Directions for this task | Count the lines below that contain the word "road", and reply with that number alone.

* * *

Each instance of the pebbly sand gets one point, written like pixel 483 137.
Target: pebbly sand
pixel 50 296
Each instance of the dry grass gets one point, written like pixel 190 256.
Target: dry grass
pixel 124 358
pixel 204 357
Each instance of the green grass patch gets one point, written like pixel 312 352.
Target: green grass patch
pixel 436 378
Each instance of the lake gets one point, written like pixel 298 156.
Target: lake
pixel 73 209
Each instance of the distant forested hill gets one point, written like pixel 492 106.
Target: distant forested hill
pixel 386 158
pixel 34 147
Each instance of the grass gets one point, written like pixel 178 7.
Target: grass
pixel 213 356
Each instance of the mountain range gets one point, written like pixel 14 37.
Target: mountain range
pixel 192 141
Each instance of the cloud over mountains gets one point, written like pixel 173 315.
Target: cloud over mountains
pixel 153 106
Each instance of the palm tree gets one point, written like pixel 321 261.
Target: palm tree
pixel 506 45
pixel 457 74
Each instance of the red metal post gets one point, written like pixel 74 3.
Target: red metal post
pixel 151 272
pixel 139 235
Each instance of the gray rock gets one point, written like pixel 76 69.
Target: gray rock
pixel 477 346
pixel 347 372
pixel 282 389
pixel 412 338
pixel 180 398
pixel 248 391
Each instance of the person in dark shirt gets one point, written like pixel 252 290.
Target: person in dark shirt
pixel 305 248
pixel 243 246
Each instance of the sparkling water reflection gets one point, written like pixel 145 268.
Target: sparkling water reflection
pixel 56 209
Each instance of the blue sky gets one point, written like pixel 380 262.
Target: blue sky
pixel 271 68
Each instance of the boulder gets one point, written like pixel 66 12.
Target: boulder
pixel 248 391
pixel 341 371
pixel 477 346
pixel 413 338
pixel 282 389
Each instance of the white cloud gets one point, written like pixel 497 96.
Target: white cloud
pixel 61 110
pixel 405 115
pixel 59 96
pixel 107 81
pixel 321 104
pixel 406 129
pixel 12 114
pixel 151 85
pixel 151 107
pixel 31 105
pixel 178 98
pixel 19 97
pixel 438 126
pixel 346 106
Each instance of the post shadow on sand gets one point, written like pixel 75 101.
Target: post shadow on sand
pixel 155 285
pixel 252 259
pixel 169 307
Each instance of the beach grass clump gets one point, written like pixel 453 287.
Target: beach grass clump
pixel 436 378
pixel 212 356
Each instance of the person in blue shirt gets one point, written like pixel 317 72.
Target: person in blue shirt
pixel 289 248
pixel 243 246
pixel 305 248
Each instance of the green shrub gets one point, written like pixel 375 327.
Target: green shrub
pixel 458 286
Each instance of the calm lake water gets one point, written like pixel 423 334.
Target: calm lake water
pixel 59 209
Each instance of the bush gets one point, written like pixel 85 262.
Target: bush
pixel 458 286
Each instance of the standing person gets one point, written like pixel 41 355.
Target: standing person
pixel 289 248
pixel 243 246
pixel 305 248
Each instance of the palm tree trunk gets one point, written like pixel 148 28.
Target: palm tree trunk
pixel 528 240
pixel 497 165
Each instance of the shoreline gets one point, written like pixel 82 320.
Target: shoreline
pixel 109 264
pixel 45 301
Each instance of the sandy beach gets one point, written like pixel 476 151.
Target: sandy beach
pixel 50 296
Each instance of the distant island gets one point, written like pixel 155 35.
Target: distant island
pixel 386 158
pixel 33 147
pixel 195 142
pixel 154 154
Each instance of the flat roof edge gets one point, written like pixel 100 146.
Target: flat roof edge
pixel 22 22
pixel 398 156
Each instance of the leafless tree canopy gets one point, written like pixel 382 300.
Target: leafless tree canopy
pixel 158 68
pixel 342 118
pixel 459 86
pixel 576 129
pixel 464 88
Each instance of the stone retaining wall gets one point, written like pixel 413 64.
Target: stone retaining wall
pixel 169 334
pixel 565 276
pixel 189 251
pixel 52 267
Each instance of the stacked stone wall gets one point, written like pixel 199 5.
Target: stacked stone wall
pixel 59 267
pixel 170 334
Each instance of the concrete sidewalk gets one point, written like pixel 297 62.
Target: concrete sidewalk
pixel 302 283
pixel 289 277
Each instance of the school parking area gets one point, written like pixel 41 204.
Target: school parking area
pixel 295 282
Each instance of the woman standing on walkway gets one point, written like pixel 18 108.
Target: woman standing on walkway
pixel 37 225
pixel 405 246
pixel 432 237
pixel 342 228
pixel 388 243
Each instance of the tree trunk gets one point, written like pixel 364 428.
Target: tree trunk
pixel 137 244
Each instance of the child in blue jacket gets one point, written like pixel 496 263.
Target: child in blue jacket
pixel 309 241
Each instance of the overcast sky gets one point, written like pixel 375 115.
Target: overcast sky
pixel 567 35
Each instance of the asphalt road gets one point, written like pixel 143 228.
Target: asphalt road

* * *

Exercise result | 2